Copy the material below line for line, with no changes.
[[ Data open ]]
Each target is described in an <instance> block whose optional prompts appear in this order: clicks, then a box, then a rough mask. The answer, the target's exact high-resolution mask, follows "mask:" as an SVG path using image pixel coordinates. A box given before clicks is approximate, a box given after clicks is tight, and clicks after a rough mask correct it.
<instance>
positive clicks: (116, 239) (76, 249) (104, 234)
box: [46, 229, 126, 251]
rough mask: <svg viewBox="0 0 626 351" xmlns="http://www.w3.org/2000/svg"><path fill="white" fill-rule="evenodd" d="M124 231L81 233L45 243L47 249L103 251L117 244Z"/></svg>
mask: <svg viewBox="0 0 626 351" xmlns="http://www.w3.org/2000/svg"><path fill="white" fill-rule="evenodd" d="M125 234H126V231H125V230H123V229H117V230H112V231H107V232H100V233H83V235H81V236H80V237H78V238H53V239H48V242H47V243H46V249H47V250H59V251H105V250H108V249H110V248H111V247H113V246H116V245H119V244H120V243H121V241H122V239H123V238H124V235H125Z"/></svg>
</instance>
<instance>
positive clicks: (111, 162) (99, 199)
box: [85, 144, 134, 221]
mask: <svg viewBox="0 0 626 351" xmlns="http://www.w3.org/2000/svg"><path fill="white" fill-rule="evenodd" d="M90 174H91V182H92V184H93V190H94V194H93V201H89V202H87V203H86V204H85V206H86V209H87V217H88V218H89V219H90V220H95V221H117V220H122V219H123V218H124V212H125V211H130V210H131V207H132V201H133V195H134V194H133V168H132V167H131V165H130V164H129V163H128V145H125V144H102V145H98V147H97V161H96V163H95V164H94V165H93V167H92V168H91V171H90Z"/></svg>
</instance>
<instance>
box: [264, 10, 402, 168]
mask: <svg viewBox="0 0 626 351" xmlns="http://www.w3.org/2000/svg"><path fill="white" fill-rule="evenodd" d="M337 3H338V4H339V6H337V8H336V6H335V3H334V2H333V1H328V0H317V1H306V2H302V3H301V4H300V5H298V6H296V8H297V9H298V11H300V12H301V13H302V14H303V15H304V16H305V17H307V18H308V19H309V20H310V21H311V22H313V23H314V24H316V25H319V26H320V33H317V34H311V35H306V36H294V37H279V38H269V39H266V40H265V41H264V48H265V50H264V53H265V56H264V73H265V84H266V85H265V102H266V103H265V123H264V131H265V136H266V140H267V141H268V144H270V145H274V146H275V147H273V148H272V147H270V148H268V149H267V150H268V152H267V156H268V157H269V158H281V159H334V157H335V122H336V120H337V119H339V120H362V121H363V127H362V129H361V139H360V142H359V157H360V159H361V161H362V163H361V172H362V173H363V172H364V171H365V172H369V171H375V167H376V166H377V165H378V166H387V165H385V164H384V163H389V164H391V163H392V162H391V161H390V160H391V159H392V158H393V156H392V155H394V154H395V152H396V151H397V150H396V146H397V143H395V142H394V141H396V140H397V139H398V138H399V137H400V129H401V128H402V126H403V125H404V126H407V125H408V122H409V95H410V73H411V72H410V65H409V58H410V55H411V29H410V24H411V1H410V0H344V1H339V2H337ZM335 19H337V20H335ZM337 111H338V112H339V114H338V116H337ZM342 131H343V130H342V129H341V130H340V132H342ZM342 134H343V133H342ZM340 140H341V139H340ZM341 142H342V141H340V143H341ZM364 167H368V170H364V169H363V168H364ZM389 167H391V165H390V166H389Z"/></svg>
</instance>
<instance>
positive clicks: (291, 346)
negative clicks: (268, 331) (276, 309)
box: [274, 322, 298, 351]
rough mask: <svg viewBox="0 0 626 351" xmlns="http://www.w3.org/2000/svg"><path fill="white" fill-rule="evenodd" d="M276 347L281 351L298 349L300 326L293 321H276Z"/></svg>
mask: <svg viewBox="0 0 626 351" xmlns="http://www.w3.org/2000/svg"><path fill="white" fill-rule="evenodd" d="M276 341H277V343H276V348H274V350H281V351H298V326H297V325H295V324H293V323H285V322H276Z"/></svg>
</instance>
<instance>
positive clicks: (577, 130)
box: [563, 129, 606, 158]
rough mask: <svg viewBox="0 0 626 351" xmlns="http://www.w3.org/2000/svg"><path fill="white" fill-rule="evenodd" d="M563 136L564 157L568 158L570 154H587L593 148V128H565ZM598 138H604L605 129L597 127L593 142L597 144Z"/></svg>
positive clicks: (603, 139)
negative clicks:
[[ Data closed ]]
• [Result of the exercise]:
Each target is described in an <instance> block whose optional prompts appear in this order: clicks, then a box, then a rough mask. The answer, the target's exact high-resolution mask, follows "mask:" as an SVG path using image pixel coordinates. A box given before clicks is approximate, a box given after clicks is tight, and clicks after a rough mask correct it.
<instance>
positive clicks: (116, 239) (76, 249) (104, 234)
box: [46, 229, 126, 251]
rough mask: <svg viewBox="0 0 626 351" xmlns="http://www.w3.org/2000/svg"><path fill="white" fill-rule="evenodd" d="M124 231L81 233L45 243L47 249L103 251L117 244Z"/></svg>
mask: <svg viewBox="0 0 626 351" xmlns="http://www.w3.org/2000/svg"><path fill="white" fill-rule="evenodd" d="M125 234H126V231H125V230H123V229H117V230H112V231H107V232H100V233H83V235H81V236H80V237H78V238H53V239H48V242H47V243H46V249H47V250H59V251H105V250H108V249H110V248H111V247H113V246H116V245H119V244H120V243H121V241H122V239H123V238H124V235H125Z"/></svg>
</instance>
<instance>
positive clicks: (111, 162) (99, 199)
box: [85, 144, 134, 221]
mask: <svg viewBox="0 0 626 351" xmlns="http://www.w3.org/2000/svg"><path fill="white" fill-rule="evenodd" d="M90 174H91V182H92V184H93V190H94V194H93V201H89V202H87V203H86V204H85V206H86V209H87V217H88V218H89V219H90V220H95V221H117V220H122V219H123V218H124V212H125V211H130V210H131V207H132V201H133V195H134V194H133V168H132V167H131V165H130V164H129V163H128V145H125V144H102V145H98V147H97V161H96V163H95V164H94V165H93V167H92V168H91V171H90Z"/></svg>
</instance>
<instance>
box: [264, 10, 402, 168]
mask: <svg viewBox="0 0 626 351" xmlns="http://www.w3.org/2000/svg"><path fill="white" fill-rule="evenodd" d="M337 3H338V4H339V6H337V8H336V6H335V3H334V2H333V1H328V0H317V1H306V2H302V3H301V4H300V5H298V6H296V8H297V9H298V11H300V12H301V13H302V14H303V15H304V16H305V17H307V18H308V19H309V20H310V21H311V22H313V23H314V24H316V25H319V26H320V33H317V34H311V35H306V36H294V37H279V38H269V39H266V40H265V41H264V48H265V50H264V53H265V56H264V73H265V84H266V85H265V102H266V103H265V123H264V131H265V136H266V140H267V141H268V144H270V145H274V146H275V147H273V148H272V147H270V148H268V149H267V150H268V152H267V156H268V157H269V158H281V159H334V157H335V122H336V120H337V119H339V120H362V121H363V127H362V129H361V139H360V142H359V157H360V159H361V161H362V163H361V172H362V173H363V172H364V171H365V172H369V171H375V167H376V166H377V165H378V166H387V165H385V164H384V163H389V164H391V163H392V162H391V161H390V160H391V159H392V158H393V156H392V155H394V154H395V152H396V151H397V150H396V146H397V143H395V142H394V141H396V140H397V139H398V138H399V137H400V129H401V128H402V126H403V125H404V126H407V125H408V122H409V95H410V73H411V72H410V65H409V58H410V55H411V29H410V24H411V1H410V0H344V1H339V2H337ZM335 19H337V20H335ZM337 111H338V112H339V114H338V116H337ZM342 131H343V130H342V129H341V130H340V132H342ZM342 134H343V133H342ZM340 140H341V139H340ZM341 142H342V141H340V143H341ZM364 167H368V170H364V169H363V168H364ZM389 167H391V165H390V166H389Z"/></svg>
</instance>
<instance>
positive clicks: (291, 346)
negative clicks: (268, 331) (276, 309)
box: [274, 322, 298, 351]
rough mask: <svg viewBox="0 0 626 351" xmlns="http://www.w3.org/2000/svg"><path fill="white" fill-rule="evenodd" d="M276 347L281 351L298 349L300 326L293 321H276Z"/></svg>
mask: <svg viewBox="0 0 626 351" xmlns="http://www.w3.org/2000/svg"><path fill="white" fill-rule="evenodd" d="M276 341H277V343H276V348H274V350H281V351H298V326H297V325H295V324H293V323H285V322H276Z"/></svg>
</instance>
<instance>
positive clicks: (577, 130)
box: [563, 129, 606, 158]
rough mask: <svg viewBox="0 0 626 351" xmlns="http://www.w3.org/2000/svg"><path fill="white" fill-rule="evenodd" d="M563 136L564 157L568 158L570 154H587L593 148V128H565ZM598 138H604L605 129L597 127L593 142L597 144Z"/></svg>
positive clicks: (603, 139)
negative clicks:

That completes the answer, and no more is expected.